§ **GOAL OF THE EXERCISE**
All entries below are to be copied precisely as they appear.

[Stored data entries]
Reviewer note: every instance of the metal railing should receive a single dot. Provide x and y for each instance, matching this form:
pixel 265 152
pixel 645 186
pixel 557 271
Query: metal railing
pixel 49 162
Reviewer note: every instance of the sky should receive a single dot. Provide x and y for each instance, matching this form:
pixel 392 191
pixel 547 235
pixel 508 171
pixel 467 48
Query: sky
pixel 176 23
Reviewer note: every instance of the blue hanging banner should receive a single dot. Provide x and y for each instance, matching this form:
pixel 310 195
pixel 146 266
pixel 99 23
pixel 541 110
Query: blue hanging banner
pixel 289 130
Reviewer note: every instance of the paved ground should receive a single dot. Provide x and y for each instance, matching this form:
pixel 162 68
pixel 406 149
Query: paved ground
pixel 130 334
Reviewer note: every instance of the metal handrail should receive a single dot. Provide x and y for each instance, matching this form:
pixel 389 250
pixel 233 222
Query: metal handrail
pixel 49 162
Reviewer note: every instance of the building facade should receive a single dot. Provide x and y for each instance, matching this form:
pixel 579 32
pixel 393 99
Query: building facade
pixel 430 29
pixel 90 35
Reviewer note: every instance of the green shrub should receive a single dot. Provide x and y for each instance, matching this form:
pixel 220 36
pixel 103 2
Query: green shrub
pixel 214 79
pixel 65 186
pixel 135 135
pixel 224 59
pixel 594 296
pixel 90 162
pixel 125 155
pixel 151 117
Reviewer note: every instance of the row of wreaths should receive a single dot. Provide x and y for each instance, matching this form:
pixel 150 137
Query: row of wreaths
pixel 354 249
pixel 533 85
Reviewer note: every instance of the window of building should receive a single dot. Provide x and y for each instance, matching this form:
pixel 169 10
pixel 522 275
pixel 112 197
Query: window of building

§ **EXERCISE SOLUTION**
Reviewer note: every instance of the metal railing should receive a single dot. Provide x and y for each instance, matching this form:
pixel 265 152
pixel 645 186
pixel 557 271
Query: metal railing
pixel 49 162
Reviewer note: every instance of the sky should receive a single dot. Provide x and y for each instance, matching this form:
pixel 392 191
pixel 547 235
pixel 508 171
pixel 467 48
Query: sky
pixel 176 23
Reviewer note: every instance of the blue hanging banner should receive a single dot. Provide x and y for each instance, matching this form:
pixel 310 195
pixel 146 266
pixel 99 23
pixel 541 110
Query: blue hanging banner
pixel 289 130
Reviewer note: every instance of the paved ground should receive a single dot. Provide x and y for each instance, matching this form:
pixel 162 68
pixel 406 149
Query: paved ground
pixel 130 334
Reviewer note: every instance of the metal handrail should receive a single dot. Provide x and y for each instance, matching this form:
pixel 389 250
pixel 233 222
Query: metal handrail
pixel 49 162
Reviewer note: every instance of the building facade should receive a single dot. Provide x and y for each instance, matching this form:
pixel 579 32
pixel 393 99
Query: building facade
pixel 430 29
pixel 90 35
Reviewer note: every instance of the green shrub should receive a single dot. Provide x and y for each instance, matching this form:
pixel 220 36
pixel 103 2
Query: green shrub
pixel 214 79
pixel 65 186
pixel 135 135
pixel 224 59
pixel 594 296
pixel 90 162
pixel 125 155
pixel 151 117
Reviewer note: every instance of the row of wreaths should receive a single dot. Provide x and y for each instance, matching this form:
pixel 150 137
Query: row of wreaths
pixel 354 249
pixel 533 85
Reviewer note: every instance of the window of building should receive a single dot. Provide x and y for each instance, matching this form:
pixel 169 10
pixel 522 275
pixel 112 197
Query: window of building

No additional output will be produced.